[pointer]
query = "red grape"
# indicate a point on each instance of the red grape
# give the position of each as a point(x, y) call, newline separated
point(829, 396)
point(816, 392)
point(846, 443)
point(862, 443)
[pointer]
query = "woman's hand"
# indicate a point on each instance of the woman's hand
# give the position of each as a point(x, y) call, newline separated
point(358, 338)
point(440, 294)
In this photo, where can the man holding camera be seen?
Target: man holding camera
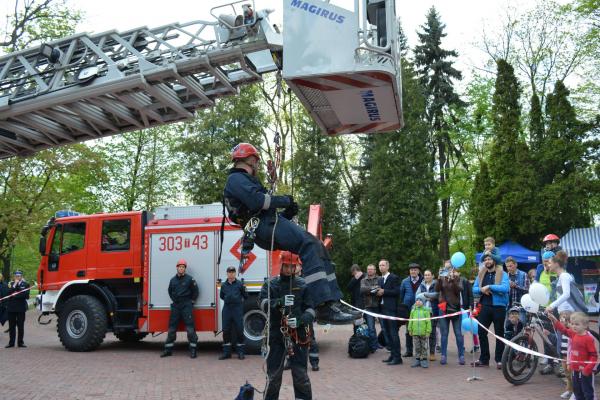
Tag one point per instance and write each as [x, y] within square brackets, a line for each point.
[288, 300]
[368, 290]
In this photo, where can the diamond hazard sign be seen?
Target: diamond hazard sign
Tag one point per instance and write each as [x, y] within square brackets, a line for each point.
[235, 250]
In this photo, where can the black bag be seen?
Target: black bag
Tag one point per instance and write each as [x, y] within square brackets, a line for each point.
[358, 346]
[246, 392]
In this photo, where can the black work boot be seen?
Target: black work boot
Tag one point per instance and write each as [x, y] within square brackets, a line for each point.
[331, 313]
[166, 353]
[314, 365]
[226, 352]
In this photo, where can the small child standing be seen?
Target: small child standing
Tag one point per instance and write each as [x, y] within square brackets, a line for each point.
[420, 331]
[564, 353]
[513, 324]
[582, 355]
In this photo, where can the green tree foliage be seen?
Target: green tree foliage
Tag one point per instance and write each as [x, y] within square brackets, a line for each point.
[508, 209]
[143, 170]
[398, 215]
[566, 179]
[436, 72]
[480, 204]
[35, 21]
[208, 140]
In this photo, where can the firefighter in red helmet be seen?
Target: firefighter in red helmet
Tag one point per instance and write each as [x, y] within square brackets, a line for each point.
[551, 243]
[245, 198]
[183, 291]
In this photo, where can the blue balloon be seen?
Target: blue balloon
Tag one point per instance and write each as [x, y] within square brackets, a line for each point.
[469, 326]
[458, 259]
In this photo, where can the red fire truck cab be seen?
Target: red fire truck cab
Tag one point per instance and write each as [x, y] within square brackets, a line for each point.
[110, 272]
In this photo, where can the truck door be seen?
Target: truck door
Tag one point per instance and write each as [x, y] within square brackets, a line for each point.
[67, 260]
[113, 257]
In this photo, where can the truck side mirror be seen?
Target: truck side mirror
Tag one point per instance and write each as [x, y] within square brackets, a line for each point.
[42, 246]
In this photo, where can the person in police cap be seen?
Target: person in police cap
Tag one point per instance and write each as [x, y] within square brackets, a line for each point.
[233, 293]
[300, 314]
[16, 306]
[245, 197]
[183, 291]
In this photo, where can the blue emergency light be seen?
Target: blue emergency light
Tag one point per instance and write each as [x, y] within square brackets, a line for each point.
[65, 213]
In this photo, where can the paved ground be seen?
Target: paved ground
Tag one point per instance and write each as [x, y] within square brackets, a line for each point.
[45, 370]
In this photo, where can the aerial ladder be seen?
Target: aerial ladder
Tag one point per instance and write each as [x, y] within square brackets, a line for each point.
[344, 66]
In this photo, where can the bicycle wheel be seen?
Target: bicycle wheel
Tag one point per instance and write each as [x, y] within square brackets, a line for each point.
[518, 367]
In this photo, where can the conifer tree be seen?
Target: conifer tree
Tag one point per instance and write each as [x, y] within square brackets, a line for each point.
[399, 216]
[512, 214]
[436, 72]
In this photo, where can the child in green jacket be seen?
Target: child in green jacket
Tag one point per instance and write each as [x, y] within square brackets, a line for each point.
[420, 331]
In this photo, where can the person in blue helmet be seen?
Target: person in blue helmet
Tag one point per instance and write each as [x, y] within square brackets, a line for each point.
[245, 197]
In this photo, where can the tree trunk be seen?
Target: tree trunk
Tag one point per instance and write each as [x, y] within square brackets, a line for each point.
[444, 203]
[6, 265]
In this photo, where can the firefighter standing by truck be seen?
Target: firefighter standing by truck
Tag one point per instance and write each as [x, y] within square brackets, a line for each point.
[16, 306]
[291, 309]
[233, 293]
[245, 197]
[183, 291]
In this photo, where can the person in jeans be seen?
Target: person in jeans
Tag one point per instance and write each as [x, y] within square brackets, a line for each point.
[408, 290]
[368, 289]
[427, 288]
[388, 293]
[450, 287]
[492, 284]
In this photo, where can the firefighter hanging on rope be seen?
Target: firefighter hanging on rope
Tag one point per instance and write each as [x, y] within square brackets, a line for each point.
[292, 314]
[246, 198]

---+---

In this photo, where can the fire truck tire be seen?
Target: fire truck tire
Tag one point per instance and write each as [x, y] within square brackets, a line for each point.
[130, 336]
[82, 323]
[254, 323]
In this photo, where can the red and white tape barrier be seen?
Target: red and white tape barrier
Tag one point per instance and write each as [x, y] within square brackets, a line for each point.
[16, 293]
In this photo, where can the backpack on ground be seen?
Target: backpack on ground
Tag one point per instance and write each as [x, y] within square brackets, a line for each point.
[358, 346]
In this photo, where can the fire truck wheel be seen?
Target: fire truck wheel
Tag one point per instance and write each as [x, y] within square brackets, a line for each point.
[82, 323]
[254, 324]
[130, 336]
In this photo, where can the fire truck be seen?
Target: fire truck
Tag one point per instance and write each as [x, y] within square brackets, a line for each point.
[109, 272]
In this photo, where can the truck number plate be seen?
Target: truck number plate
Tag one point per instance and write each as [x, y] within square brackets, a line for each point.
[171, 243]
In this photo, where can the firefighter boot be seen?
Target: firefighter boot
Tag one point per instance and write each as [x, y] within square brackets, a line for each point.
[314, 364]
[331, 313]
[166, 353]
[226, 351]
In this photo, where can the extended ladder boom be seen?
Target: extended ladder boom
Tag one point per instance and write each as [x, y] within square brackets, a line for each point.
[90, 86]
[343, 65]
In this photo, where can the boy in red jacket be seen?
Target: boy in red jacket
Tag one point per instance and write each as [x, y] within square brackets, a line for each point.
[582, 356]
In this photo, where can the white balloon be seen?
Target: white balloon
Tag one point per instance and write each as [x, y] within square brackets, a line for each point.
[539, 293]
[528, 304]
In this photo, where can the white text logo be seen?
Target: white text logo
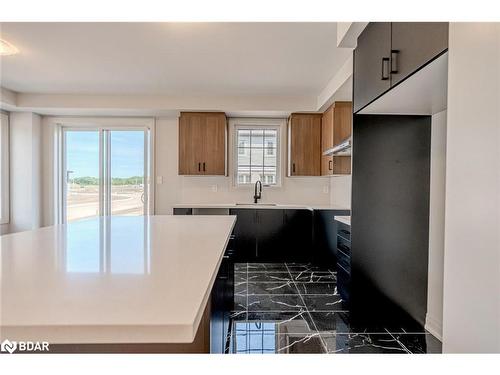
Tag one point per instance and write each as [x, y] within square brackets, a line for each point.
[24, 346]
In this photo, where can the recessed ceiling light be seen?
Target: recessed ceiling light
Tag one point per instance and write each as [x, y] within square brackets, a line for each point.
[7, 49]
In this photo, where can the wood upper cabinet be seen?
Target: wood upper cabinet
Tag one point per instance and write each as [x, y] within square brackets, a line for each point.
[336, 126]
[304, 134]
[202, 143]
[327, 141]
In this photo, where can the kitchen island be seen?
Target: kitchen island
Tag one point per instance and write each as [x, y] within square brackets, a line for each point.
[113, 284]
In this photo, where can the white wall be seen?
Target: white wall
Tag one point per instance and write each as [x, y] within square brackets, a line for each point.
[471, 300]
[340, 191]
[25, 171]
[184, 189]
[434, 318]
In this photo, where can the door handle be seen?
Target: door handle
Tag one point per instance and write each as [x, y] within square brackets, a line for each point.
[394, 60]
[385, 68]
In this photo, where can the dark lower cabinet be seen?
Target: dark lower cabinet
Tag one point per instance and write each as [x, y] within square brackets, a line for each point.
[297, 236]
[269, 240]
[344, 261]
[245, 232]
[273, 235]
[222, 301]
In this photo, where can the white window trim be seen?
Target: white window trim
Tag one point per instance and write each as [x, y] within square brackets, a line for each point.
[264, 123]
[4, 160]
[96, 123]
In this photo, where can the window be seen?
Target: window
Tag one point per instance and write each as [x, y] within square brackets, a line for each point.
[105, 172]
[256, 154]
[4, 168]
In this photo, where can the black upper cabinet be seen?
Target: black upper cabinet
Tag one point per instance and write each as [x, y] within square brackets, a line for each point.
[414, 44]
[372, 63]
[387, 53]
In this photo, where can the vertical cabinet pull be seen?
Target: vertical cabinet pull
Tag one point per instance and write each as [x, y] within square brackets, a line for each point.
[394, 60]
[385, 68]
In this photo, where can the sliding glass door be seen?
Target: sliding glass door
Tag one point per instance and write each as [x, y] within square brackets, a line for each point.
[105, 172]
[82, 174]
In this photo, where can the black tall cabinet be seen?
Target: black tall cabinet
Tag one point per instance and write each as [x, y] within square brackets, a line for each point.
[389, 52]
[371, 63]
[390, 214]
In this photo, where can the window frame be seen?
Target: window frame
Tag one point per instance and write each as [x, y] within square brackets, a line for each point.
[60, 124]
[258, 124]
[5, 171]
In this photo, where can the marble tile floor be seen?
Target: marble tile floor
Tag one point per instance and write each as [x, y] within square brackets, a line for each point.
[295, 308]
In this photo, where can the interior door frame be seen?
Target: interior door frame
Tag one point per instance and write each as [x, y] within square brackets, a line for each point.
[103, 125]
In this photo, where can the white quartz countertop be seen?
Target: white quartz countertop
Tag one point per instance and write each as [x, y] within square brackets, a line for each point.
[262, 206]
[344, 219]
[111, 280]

---+---

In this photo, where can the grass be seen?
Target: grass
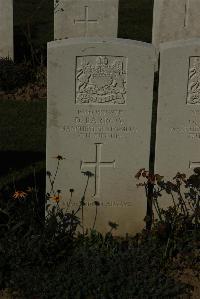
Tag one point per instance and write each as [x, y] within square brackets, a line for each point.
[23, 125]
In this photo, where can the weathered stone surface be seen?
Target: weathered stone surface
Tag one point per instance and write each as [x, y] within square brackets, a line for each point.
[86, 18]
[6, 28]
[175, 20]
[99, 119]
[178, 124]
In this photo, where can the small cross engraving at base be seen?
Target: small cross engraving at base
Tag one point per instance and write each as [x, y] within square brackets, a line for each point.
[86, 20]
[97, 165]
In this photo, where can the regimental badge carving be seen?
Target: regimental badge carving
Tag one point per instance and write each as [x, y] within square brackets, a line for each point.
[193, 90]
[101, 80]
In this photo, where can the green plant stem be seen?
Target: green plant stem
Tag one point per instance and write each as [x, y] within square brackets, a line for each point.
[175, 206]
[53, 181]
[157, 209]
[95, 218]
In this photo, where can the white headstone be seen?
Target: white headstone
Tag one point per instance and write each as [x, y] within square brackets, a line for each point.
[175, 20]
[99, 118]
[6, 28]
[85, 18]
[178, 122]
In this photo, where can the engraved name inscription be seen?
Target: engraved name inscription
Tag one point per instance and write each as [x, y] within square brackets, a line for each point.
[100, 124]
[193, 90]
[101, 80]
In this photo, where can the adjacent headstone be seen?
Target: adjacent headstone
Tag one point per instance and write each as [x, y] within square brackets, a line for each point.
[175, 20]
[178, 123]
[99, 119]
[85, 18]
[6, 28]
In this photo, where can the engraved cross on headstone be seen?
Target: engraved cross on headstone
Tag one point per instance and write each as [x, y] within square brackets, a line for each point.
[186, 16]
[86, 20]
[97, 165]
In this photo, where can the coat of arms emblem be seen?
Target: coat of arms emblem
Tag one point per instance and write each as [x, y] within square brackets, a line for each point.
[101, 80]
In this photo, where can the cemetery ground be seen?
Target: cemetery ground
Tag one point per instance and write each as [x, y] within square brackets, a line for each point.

---+---

**What you are asked to do:**
How many lines in the items above contain the string "helmet"? Reply with the number only.

**Solution:**
4